▶ _Liste à faire_:
**a)** D'après l'extrait sur la saisie liée aux brevets, pourquoi la filiale française du groupe a-t-elle été autorisée à faire saisir des documents et des courriels ? Répondez en une à trois phrases.
**b)** Rédigez la suite de l'extrait sur la saisie liée aux brevets, à partir de sa dernière phrase.

▶ _Extrait choisi_:
Jurisprudence
Brevets

Absence de rétractation et de modification d’une ordonnance de saisie de pièces liées à une procédure en contrefaçon de brevets essentiels aux normes de télécommunications mobiles initiée aux États-Unis

PIBD 1199-III-2
TJ Paris, 13 septembre 2022

Rétractation de l'ordonnance autorisant la saisie (non) - 1) Motivation de la dérogation au principe du contradictoire (oui) - Risque réel de dépérissement des preuves - Obligation de conservation des pièces électroniques - Droit nord-américain - 2) Déloyauté dans l’exposé des faits (non) - 3) Motif légitime (oui) - Assignation au fond par le saisissant - 4) Légalité et proportionnalité de la mesure (oui) - Mesures circonscrites dans le temps et dans leur objet

Modification de l’ordonnance autorisant la saisie (non) - 1) Placement sous scellés des éléments saisis (non) - Placement sous séquestre provisoire déjà prononcé - 2) Exclusion des éléments couverts par le secret professionnel (oui) - Confidentialité des échanges entre avocat et client - Détermination du périmètre - Tri par un expert

Texte

Des actions en contrefaçon de brevets essentiels aux normes Gsm, Umts et Lte et une procédure de « discovery » ont été engagées aux États-Unis par le titulaire des brevets, à l’encontre d’un groupe de sociétés commercialisant des produits argués de contrefaçon suite à des négociations infructueuses en vue de parvenir à la conclusion d’un accord de licence FRAND. La filiale française de ce groupe a été autorisée, en France, à faire procéder à une saisie de documents et courriels en lien avec la procédure de contrefaçon, afin d’apporter la preuve d’un comportement abusif de la filiale française du titulaire des brevets dans la conduite de ces négociations.

▶ _Informations fournies_:

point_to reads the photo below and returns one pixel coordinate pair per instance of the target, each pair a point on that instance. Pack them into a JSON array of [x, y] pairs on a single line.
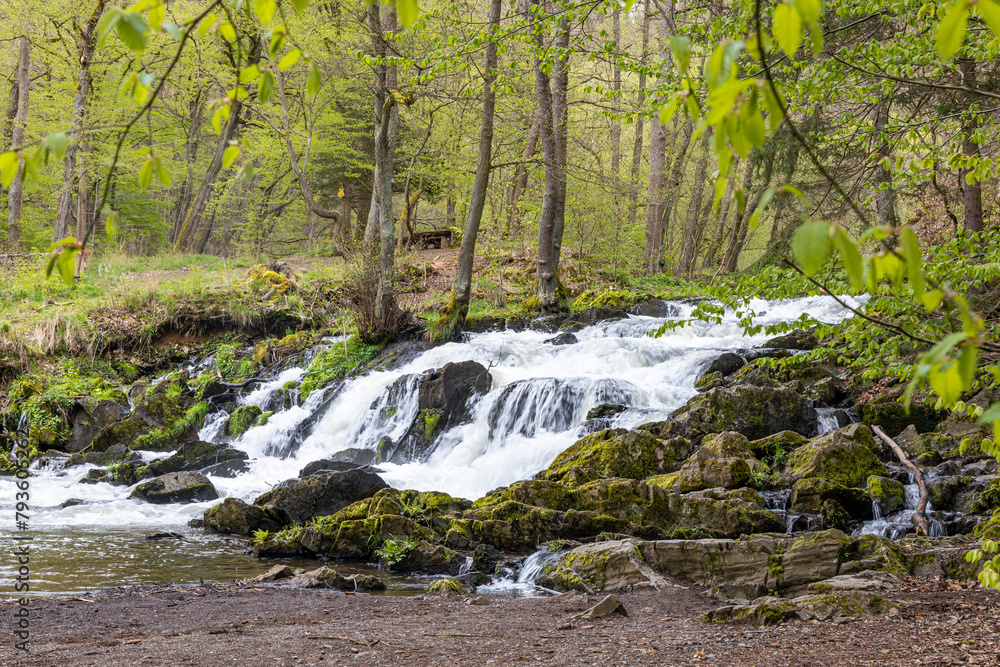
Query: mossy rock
[[887, 492], [989, 499], [242, 419], [842, 456], [988, 530], [756, 412], [449, 586], [893, 417], [809, 494], [236, 517], [619, 453], [778, 445]]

▶ _Réponses_:
**a)** Elle a été autorisée à faire saisir ces documents et courriels pour prouver que la filiale française du titulaire des brevets avait eu un comportement abusif dans la conduite des négociations en vue d'un accord de licence FRAND.

**b)**
La demande en rétractation de l’ordonnance ayant autorisé la saisie est rejetée.

Il se déduit des articles 145 et 493 du Code de procédure civile que le requérant, qui sollicite sur requête des mesures d'instruction, doit préciser les circonstances justifiant qu'il soit dérogé au principe du contradictoire. En l’espèce, il résulte de la motivation de la requête dirigée contre la filiale française, demanderesse à la rétractation, que l'essentiel des documents recherchés consistait en des échanges de courriels, ceux-ci pouvant être aisément détruits. La requête n’était pas fondée sur un motif artificiel de risque de dépérissement des preuves. En effet, l’obligation de conservation des pièces électroniques en vue d’un litige (notion de « litigation hold » ou « legal hold » développée en droit nord-américain), liée à la procédure de « discovery » ordonnée aux États-Unis dans le cadre des procédures en contrefaçon de brevets, s’applique à la filiale nord-américaine du groupe demandeur. Ainsi, le moyen de rétractation tiré de l'insuffisance de motivation de la nécessité de déroger au principe du contradictoire est écarté.

Il ne peut davantage être reproché à la société requérante sa déloyauté notamment en ce qu’elle n’a pas révélé au juge des requêtes l’existence de la procédure américaine de « discovery ». À la différence des dispositions relatives à la saisie-contrefaçon, celles issues du droit commun, appliquées en l’espèce, sont constamment interprétées en ce sens qu'il ne peut, alors qu'il est justifié des raisons fondant l'absence de contradictoire, être imposé de rechercher si le requérant a bien présenté tous les faits, même ceux dont le saisi conteste la teneur même.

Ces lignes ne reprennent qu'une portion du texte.